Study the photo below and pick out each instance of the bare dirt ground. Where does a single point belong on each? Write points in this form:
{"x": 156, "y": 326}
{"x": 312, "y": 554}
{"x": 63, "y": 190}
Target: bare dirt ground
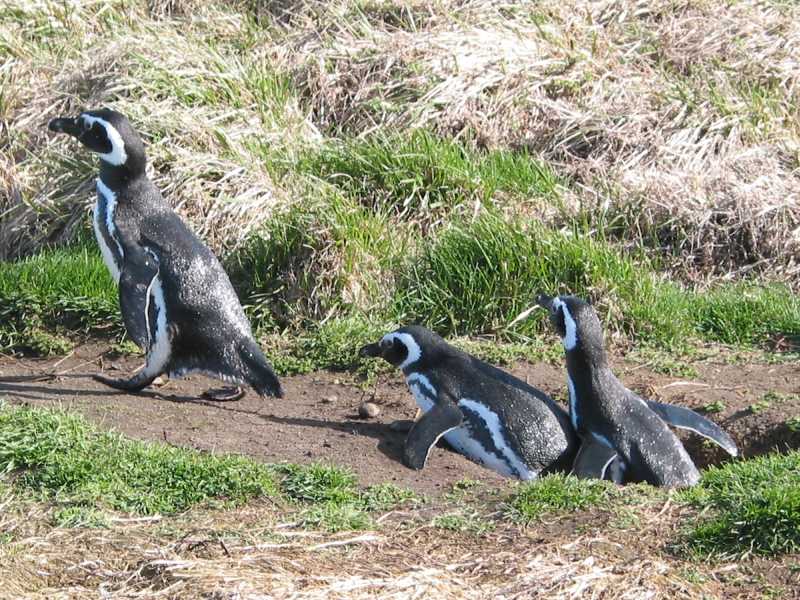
{"x": 318, "y": 418}
{"x": 253, "y": 553}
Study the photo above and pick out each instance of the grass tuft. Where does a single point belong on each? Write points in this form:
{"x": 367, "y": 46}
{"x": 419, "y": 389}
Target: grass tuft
{"x": 557, "y": 494}
{"x": 66, "y": 459}
{"x": 421, "y": 175}
{"x": 754, "y": 508}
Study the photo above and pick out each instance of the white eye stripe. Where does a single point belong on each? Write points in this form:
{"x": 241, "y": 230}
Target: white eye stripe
{"x": 570, "y": 338}
{"x": 414, "y": 351}
{"x": 117, "y": 156}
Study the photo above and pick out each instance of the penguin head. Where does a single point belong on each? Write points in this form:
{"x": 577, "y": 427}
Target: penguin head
{"x": 575, "y": 320}
{"x": 108, "y": 134}
{"x": 405, "y": 346}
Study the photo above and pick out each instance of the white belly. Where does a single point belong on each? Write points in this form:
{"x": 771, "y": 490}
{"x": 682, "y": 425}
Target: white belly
{"x": 111, "y": 206}
{"x": 460, "y": 438}
{"x": 108, "y": 257}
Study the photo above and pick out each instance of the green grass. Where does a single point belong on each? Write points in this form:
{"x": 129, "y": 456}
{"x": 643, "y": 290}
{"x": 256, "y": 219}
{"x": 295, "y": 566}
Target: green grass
{"x": 419, "y": 174}
{"x": 60, "y": 458}
{"x": 67, "y": 289}
{"x": 557, "y": 494}
{"x": 750, "y": 507}
{"x": 337, "y": 502}
{"x": 464, "y": 521}
{"x": 67, "y": 460}
{"x": 323, "y": 279}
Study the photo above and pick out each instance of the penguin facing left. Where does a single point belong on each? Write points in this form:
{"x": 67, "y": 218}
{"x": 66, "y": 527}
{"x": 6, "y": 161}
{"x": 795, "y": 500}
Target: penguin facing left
{"x": 176, "y": 300}
{"x": 620, "y": 432}
{"x": 484, "y": 413}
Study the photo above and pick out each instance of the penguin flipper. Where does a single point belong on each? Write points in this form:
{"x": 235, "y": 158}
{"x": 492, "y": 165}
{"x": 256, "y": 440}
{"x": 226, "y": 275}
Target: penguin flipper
{"x": 684, "y": 418}
{"x": 443, "y": 417}
{"x": 593, "y": 459}
{"x": 139, "y": 270}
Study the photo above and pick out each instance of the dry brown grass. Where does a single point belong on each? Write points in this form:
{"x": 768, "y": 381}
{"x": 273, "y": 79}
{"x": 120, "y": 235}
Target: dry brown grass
{"x": 188, "y": 96}
{"x": 675, "y": 120}
{"x": 249, "y": 553}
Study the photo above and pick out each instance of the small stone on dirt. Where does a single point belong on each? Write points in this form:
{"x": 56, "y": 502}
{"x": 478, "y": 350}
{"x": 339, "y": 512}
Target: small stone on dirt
{"x": 368, "y": 410}
{"x": 401, "y": 425}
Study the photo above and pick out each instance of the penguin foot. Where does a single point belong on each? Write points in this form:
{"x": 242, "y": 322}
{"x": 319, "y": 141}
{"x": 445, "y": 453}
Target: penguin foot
{"x": 226, "y": 394}
{"x": 134, "y": 384}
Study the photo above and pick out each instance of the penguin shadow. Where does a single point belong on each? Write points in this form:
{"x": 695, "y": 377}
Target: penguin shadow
{"x": 390, "y": 442}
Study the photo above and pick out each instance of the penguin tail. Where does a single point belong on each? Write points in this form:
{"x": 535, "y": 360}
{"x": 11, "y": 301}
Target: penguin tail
{"x": 258, "y": 372}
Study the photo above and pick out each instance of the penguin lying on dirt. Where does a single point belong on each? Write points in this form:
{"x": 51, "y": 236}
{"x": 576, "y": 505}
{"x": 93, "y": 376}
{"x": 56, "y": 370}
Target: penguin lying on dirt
{"x": 619, "y": 430}
{"x": 176, "y": 300}
{"x": 484, "y": 413}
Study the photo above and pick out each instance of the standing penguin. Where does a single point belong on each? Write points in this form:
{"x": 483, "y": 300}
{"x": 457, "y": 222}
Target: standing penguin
{"x": 619, "y": 430}
{"x": 484, "y": 413}
{"x": 177, "y": 302}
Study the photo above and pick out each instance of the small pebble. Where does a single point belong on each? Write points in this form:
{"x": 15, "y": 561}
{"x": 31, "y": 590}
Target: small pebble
{"x": 368, "y": 410}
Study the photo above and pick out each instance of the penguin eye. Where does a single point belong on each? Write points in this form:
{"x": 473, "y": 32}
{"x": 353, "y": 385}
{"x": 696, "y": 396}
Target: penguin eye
{"x": 562, "y": 325}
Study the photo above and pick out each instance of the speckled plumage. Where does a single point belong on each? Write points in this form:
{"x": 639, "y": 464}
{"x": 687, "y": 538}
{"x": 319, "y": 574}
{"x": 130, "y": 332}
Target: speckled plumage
{"x": 176, "y": 299}
{"x": 484, "y": 413}
{"x": 610, "y": 419}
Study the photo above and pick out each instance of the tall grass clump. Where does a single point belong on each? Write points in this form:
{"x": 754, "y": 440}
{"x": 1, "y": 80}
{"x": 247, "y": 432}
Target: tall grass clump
{"x": 317, "y": 260}
{"x": 753, "y": 508}
{"x": 477, "y": 276}
{"x": 419, "y": 174}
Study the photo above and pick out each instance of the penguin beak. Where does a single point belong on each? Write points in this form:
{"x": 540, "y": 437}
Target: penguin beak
{"x": 371, "y": 350}
{"x": 65, "y": 125}
{"x": 545, "y": 302}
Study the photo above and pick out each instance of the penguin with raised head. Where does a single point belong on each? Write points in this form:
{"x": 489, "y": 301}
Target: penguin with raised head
{"x": 484, "y": 413}
{"x": 176, "y": 300}
{"x": 619, "y": 431}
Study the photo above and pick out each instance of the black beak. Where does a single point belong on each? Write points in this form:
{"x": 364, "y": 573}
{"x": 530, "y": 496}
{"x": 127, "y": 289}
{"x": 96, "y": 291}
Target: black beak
{"x": 545, "y": 302}
{"x": 65, "y": 125}
{"x": 371, "y": 350}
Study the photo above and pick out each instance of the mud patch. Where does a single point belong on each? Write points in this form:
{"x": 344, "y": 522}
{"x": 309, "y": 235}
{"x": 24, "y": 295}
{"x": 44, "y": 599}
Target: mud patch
{"x": 318, "y": 419}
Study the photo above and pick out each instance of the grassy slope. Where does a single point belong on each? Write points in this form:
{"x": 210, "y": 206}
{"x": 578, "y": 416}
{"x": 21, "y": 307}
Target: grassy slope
{"x": 354, "y": 162}
{"x": 344, "y": 192}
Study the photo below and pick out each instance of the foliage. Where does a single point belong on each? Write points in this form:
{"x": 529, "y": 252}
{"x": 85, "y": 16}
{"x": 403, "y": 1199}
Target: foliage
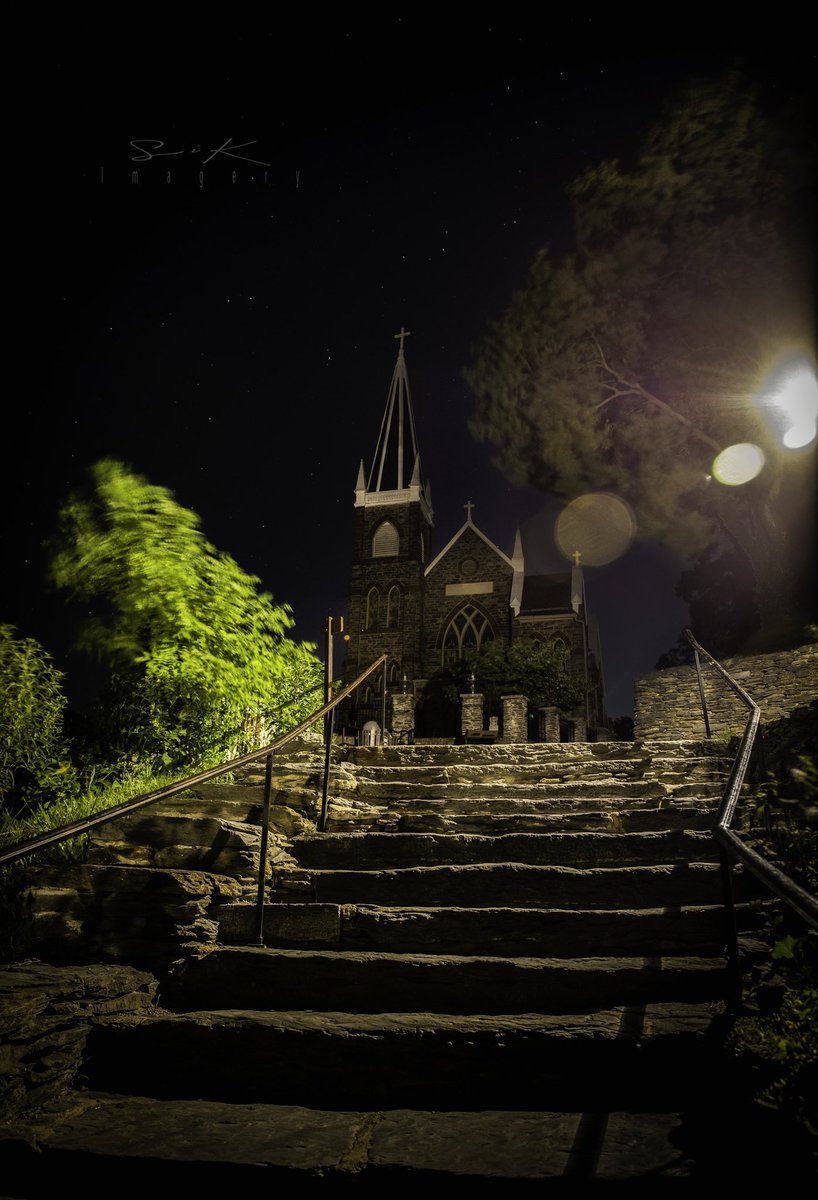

» **How to complete this task**
Report every line of the entries that carries the word "below".

» **Finished exercise**
Study the photo below and pick out each instance of the bare dirt ground. Where does a single point belong on each? Write points in this form:
Study the photo below and pick out each instance of the foliage. Where does a single point belong on each? Write points in this form:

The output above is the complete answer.